• _Exercise description_: Transcribe the complete listing exactly.

• _The input_:
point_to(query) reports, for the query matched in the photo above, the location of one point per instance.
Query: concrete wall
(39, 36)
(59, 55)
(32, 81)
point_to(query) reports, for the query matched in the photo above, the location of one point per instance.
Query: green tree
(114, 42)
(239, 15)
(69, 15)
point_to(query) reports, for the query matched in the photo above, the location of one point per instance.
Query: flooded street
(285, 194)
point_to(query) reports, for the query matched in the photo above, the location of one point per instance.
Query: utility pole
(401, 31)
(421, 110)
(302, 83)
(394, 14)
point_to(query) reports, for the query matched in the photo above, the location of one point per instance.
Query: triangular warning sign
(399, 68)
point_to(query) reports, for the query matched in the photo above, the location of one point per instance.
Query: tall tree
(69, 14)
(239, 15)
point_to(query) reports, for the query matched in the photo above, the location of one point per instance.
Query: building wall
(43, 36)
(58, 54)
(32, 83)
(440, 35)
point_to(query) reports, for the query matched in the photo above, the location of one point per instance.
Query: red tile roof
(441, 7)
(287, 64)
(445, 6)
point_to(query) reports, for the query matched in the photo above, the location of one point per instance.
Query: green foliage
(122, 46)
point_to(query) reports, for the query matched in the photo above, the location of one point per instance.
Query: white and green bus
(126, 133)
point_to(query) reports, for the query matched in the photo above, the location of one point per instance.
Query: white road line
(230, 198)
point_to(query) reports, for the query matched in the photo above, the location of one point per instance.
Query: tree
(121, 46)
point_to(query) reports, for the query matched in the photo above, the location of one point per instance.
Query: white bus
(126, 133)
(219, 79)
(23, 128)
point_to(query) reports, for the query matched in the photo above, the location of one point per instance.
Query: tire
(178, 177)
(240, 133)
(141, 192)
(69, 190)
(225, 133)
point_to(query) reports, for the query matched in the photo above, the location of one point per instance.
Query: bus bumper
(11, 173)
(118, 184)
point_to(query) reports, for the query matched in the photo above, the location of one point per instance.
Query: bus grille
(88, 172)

• _Response_:
point_to(query) reports, for the query matched in the photo above, the location of one point per instance.
Query: concrete wall
(39, 36)
(59, 55)
(32, 81)
point_to(query) reports, for the query matched in the photo above, the location of one point per instance.
Query: green tree
(114, 42)
(239, 15)
(69, 15)
point_to(query) reports, for the query matched in the photo above, the location of one point per instance.
Query: flooded street
(285, 194)
point_to(query) reports, for the query matched in the photo above, the location of one point per instance.
Query: utility pole
(401, 31)
(421, 110)
(302, 83)
(394, 14)
point_to(query) reports, for the query matched in the photo above, the location of one point per instance.
Query: triangular warning sign
(399, 68)
point_to(query) reports, for the query matched in the photo above, the location of one point per instance.
Query: tall tree
(69, 14)
(239, 15)
point_to(query) reports, for the query matched in the photo above, the location of one point per instance.
Query: building wall
(43, 36)
(58, 54)
(32, 83)
(440, 35)
point_to(query) reports, for the query matched in the photo above, the location of one point per instance.
Query: red tile roof
(441, 7)
(287, 64)
(445, 6)
point_to(query) reports, for the query matched in the photo above, the location of one point per instance.
Query: green foliage
(122, 46)
point_to(query) reports, for the query matched in the photo above, the location of one point per instance.
Query: white and green bus
(126, 133)
point_to(query) reports, for the query matched in the photo above, the location of one point per instance.
Query: white road line
(230, 198)
point_to(query) reports, for the query matched in the photo above, the location of one point per instance.
Query: tree
(121, 46)
point_to(query) reports, for the query matched in the photo above, the location of one point per instance.
Query: white bus
(126, 133)
(219, 79)
(23, 128)
point_to(query) reports, for the query matched in the photo above, the location of one point per instance.
Query: tire
(178, 177)
(240, 133)
(141, 192)
(69, 190)
(225, 133)
point_to(query) reports, for the query matched in the photo above, the location of one point per instance.
Query: bus bumper
(11, 173)
(118, 184)
point_to(query) reports, for the query matched in the photo above, the location of one point per instance.
Query: bus grille
(88, 172)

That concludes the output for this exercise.